--- YOUR OBJECTIVE ---
Every line of the records below from the line with "Where can you spot the shadow" up to and including the line with "Where can you spot the small" must be reproduced exactly, and no line outside that range.

(GIVEN DATA)

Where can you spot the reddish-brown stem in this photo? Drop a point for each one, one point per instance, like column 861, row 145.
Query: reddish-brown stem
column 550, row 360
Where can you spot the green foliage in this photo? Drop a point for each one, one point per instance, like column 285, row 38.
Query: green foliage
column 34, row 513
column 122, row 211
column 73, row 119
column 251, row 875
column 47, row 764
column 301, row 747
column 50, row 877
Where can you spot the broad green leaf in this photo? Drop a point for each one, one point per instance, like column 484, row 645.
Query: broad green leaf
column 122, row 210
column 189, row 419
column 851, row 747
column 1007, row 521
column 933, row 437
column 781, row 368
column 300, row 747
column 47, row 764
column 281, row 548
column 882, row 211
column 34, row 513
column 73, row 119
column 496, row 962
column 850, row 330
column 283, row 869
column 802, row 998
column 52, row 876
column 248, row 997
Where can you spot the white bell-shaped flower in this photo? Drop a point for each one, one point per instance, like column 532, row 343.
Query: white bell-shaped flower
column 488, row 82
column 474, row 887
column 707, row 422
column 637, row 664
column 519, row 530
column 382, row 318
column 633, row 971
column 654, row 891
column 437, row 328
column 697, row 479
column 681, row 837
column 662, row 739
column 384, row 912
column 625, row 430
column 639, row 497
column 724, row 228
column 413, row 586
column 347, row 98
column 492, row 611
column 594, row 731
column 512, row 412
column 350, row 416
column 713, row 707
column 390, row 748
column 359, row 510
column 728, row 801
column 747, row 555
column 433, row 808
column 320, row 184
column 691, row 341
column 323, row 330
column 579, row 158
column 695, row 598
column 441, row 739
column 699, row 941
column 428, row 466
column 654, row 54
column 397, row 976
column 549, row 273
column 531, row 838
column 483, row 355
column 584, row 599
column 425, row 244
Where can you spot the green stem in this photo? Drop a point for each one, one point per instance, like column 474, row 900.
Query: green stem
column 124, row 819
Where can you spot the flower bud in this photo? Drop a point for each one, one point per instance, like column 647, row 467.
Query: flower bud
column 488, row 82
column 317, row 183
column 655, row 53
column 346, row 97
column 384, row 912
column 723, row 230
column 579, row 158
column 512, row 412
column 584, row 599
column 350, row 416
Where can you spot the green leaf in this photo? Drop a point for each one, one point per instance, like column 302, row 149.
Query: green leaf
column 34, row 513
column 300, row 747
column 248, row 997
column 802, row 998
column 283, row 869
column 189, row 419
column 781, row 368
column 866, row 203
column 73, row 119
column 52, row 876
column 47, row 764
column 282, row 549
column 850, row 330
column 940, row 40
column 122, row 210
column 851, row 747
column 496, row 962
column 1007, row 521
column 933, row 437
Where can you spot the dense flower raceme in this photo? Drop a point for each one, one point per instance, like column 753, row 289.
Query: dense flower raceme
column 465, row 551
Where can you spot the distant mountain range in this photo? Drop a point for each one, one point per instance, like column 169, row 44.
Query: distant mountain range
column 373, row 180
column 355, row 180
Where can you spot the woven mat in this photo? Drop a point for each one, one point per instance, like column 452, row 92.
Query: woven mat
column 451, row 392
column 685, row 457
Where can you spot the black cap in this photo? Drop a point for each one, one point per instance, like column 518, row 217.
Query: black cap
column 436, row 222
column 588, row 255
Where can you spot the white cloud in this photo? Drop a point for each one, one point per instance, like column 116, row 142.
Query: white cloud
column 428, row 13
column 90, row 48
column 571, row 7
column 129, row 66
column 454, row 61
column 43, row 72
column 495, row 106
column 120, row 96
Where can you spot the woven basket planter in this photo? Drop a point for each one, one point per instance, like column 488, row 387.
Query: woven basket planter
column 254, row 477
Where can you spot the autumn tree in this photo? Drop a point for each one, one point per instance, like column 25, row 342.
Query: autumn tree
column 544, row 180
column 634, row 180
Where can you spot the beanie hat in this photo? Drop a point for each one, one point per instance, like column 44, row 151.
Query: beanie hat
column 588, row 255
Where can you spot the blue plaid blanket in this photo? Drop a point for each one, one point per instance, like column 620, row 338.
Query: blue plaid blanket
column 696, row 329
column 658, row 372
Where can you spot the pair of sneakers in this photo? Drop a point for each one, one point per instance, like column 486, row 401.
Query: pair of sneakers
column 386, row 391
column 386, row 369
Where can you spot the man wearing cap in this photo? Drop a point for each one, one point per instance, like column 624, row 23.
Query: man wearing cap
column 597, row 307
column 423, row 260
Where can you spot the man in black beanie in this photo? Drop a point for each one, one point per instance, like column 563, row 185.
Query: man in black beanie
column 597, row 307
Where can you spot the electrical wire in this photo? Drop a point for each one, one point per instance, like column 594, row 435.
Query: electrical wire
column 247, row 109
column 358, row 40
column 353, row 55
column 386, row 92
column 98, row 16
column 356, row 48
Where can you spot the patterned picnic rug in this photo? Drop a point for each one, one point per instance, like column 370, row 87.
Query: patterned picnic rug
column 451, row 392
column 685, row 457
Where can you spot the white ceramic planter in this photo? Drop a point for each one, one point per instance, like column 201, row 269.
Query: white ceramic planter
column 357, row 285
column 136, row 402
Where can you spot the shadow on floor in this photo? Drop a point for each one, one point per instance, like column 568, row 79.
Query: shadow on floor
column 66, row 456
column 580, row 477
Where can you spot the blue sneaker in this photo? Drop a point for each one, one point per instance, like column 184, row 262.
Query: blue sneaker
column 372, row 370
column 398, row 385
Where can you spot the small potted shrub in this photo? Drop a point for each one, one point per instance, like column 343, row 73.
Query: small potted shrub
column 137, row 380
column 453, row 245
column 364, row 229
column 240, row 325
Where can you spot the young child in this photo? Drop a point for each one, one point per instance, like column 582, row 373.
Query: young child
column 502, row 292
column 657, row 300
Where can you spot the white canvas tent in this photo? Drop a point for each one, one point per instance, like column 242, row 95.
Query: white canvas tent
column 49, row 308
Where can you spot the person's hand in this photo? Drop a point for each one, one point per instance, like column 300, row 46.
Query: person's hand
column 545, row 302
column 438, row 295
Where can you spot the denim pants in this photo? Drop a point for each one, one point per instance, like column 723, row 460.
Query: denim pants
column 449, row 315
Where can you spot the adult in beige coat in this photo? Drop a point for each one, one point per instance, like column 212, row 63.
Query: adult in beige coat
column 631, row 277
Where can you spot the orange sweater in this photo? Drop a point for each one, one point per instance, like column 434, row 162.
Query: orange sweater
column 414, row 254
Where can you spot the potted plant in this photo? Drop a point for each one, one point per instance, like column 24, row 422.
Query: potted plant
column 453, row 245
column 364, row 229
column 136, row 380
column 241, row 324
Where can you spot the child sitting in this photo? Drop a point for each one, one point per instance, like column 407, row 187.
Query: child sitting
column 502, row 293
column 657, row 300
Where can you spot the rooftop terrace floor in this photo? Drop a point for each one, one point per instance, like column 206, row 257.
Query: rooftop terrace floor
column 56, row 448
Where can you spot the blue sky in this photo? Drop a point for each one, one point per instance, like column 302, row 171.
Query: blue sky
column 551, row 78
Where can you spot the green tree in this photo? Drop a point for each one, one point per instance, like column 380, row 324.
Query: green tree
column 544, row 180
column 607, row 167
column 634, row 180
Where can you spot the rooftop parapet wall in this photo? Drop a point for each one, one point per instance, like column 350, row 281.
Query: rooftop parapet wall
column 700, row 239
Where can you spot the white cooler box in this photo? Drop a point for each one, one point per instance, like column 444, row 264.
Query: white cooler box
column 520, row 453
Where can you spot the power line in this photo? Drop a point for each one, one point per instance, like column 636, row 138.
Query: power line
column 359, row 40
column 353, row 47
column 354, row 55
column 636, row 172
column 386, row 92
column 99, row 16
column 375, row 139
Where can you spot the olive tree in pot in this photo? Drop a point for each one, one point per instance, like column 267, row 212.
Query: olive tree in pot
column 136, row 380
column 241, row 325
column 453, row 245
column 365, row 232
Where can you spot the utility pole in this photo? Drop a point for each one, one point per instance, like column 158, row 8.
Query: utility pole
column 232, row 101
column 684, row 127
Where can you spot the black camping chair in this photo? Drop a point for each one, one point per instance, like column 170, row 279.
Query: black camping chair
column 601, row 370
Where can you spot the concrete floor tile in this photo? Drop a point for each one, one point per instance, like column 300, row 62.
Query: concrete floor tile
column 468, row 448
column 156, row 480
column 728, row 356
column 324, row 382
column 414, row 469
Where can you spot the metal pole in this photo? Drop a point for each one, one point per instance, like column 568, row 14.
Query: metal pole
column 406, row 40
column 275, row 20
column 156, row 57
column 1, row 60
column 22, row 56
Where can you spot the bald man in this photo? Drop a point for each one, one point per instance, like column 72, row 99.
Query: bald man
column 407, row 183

(End GIVEN DATA)

--- TASK RESULT ---
Where can you spot the shadow on floor in this photo? Drop a point for each one, one point per instance, like column 568, row 79.
Query: shadow on floor
column 66, row 456
column 580, row 477
Where can you spot the blue sneaker in this photo? Drop a point for each one, one point per instance, like column 184, row 262.
Query: blue sneaker
column 372, row 370
column 398, row 385
Where can you spot the small potted shrub in this photo? Drop a point for each one, one point per instance, like column 343, row 73.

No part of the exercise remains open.